··· 原始文本

The Development of Western Novel Before Don Quix·ote

罗文敏

Luo Wenmin

【内容摘要】《堂吉诃德》是文艺复兴后期的小说,此前,西方的小说已经有了较为充分的发展,但是,小说作为一种文体是如何蓄积和酝酿而成的,小说应当具备什么样的特点,这些都需要在塞万提斯的《堂吉诃德》这个被认为“登峰造极”的作品前整理清楚,本文就是基于这些考虑而写的。

【关键词】《堂吉诃德》;西方;小说发展

《堂吉诃德》是一部诞生在17世纪初的小说,但又被看作是一部现代小说。(1)不论它是一部近代小说,还是一部现代小说,还是一部具有很鲜明的后现代性的小说,我们都必须要深入作品本身去进行仔细的文本解读方有发言权。

海涅曾说,“塞万提斯、莎士比亚、歌德成了三头统治,在叙事、戏剧、抒情这三类创作里分别达到登峰造极的地步”(2)。由此可见,《堂吉诃德》这部给了塞万提斯莫大荣耀的作品在西方小说领域的位置的独特性。《堂吉诃德》之形成,是有着一个漫长的小说文体力量的蓄积过程。因此,我们很有必要简单了解《堂吉诃德》之前西方小说的发展状况,以此为深入研究这部跨越十多年写作时间的两卷本小说作铺垫。

······
··· 给定记录

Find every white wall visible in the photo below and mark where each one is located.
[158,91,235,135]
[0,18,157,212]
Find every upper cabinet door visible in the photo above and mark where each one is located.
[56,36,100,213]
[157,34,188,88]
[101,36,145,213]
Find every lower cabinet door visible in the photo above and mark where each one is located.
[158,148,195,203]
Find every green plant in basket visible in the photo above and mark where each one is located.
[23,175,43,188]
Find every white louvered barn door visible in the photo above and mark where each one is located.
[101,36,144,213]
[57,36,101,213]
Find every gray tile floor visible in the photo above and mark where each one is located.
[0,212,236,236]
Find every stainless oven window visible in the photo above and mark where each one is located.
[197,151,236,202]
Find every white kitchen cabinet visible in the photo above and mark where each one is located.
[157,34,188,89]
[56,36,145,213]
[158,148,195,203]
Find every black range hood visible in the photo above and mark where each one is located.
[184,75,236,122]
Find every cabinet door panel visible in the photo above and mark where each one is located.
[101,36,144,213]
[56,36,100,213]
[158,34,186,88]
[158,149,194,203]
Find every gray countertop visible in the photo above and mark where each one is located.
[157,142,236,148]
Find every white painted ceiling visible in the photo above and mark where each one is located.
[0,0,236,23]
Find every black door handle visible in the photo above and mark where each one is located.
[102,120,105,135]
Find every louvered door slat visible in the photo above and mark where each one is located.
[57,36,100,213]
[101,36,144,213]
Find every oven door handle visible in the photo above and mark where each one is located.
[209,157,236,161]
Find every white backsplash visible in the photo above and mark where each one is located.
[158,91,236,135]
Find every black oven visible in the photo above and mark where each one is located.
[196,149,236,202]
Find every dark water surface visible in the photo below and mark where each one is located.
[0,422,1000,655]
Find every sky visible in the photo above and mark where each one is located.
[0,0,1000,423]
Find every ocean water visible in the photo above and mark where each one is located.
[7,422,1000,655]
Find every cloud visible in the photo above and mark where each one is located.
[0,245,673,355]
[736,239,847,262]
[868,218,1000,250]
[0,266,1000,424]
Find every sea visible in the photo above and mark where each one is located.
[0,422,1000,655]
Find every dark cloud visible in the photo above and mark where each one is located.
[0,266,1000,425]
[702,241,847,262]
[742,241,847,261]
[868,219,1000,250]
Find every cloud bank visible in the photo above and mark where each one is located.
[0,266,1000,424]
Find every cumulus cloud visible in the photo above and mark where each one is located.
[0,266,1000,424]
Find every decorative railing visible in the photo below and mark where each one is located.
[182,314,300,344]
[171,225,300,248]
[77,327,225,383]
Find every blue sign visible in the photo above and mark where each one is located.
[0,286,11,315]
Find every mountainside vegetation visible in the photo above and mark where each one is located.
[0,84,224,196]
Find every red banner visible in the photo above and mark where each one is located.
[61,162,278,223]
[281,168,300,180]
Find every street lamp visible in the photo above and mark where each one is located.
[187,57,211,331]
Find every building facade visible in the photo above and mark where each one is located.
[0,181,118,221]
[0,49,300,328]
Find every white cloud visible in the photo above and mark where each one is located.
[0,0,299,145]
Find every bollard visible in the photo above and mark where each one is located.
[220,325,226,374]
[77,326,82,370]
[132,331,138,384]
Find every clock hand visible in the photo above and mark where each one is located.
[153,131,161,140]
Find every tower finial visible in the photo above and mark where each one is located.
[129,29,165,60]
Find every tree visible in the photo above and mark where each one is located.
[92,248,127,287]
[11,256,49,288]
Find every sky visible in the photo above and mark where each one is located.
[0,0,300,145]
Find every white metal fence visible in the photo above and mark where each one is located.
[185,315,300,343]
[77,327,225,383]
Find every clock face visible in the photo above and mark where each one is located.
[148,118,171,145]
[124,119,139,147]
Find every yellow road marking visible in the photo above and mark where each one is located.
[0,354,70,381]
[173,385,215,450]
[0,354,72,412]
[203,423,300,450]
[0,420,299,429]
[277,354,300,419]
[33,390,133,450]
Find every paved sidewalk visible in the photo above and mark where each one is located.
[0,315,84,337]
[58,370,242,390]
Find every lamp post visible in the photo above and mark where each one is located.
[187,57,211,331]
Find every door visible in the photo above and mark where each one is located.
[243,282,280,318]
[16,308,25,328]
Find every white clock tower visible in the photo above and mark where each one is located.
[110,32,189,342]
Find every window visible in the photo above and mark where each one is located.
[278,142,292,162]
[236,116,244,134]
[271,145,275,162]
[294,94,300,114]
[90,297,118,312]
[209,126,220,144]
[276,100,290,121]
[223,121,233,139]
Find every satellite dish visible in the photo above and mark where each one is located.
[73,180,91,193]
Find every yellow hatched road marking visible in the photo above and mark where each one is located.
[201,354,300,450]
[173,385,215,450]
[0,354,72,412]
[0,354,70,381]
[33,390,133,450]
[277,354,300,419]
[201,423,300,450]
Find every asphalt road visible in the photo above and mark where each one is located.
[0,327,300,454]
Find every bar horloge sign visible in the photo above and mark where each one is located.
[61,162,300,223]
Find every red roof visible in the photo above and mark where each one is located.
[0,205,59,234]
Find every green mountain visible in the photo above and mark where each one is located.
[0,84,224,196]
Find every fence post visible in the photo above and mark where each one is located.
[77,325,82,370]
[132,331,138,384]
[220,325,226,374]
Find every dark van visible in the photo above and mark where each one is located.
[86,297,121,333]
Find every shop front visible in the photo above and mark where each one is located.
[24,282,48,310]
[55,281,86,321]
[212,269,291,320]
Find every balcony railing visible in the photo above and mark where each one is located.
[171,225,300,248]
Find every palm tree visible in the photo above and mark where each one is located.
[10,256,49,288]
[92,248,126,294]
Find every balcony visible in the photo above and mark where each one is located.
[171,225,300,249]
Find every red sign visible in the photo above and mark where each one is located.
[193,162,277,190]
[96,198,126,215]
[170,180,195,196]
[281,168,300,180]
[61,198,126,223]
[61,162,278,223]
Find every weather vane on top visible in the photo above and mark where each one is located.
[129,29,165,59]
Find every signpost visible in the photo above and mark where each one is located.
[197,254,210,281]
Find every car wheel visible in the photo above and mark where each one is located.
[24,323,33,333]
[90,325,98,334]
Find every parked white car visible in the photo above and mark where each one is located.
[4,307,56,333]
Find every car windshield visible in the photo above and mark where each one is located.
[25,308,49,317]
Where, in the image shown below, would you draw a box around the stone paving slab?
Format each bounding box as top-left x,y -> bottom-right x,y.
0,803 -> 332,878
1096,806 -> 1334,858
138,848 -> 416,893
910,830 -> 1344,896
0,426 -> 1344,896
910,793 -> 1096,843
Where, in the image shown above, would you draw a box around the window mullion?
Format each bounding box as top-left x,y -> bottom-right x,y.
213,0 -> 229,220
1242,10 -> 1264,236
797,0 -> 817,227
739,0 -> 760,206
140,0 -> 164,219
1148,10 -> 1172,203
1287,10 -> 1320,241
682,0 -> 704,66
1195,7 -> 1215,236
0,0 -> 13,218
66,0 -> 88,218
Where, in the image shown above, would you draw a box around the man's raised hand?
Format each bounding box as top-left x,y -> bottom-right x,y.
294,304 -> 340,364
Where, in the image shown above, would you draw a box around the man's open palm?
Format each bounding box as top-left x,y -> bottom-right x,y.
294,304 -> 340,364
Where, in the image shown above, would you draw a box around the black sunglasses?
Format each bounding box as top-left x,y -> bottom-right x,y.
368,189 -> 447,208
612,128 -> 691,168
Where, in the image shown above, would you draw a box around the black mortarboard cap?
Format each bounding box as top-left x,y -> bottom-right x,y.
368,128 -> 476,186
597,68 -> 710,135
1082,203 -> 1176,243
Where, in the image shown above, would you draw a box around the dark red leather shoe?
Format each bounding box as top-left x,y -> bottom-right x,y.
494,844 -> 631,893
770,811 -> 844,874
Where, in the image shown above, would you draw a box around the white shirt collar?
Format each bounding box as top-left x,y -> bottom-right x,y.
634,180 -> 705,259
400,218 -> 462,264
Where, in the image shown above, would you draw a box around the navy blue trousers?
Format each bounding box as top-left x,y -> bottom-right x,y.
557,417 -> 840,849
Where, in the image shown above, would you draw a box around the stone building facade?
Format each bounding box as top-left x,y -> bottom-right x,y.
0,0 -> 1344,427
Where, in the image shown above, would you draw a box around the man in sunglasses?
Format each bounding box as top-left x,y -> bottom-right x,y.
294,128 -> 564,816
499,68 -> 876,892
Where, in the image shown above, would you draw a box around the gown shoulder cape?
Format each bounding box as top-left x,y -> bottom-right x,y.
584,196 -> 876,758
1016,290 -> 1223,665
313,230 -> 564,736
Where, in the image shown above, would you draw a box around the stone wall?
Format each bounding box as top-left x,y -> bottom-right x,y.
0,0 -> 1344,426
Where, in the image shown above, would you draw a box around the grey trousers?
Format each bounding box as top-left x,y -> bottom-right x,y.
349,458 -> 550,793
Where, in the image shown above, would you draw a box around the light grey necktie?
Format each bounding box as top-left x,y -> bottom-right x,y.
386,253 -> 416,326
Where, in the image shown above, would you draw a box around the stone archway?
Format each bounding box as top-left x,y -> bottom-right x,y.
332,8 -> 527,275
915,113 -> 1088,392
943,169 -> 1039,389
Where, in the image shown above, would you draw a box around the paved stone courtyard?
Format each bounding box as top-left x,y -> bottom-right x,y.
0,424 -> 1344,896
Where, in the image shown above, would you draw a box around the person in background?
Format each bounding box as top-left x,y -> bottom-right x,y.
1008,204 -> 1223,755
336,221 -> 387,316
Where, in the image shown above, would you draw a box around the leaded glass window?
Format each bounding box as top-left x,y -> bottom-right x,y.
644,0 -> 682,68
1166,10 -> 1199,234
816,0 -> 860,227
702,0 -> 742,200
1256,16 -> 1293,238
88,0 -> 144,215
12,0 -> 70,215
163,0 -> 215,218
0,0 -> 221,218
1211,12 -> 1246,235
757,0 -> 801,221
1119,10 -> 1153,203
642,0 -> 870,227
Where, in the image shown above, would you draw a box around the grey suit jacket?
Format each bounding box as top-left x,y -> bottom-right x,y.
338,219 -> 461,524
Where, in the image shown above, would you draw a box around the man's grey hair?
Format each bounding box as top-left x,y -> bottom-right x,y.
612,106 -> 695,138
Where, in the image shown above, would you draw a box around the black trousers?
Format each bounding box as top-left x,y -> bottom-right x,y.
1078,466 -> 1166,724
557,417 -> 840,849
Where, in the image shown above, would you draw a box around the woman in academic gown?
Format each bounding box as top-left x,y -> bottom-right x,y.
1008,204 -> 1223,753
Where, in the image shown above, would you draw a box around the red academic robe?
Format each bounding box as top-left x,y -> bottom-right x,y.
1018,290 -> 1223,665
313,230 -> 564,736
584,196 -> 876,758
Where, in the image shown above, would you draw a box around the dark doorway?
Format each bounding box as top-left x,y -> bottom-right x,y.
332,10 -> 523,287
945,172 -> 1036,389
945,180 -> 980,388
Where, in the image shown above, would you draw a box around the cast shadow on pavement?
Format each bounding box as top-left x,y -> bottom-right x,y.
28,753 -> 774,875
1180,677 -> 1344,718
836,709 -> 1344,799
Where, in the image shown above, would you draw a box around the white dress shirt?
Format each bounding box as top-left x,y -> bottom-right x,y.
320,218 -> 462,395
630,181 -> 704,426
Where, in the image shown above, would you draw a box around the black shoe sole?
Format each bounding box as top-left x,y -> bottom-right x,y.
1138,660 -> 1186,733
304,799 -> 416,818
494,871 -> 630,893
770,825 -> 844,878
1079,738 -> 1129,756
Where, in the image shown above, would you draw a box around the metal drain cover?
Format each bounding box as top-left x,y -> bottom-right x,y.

······

> [待办任务]
A. 在这篇论《堂吉诃德》之前西方小说发展的文章里,海涅认为塞万提斯在哪一类创作中达到了登峰造极的地步?
B. 请续写这篇论《堂吉诃德》之前西方小说发展的文章,从最后一句之后接着写下去。
这些记录取自另一个来源。

> [参考答案]
A. 叙事。

B.
一、小说是虚构的散文化叙事

我认为,欧洲近代小说产生于文艺复兴时期,但这决不是说它仅仅是那个时代的瞬间产物,在那之前它有一个漫长的孕育过程。为了认识这个过程,就需要从文学内部,从小说的特点,从小说和比小说更早出现的文学形式,特别是其他叙事性文学形式间的关系去探讨小说具体的发展过程。小说是一种综合性、开放性很强的文学样式,它只有在多种叙事性文学形式的基础上才有可能产生并进一步发展壮大,因此,我们有必要研究小说发展的背景历史。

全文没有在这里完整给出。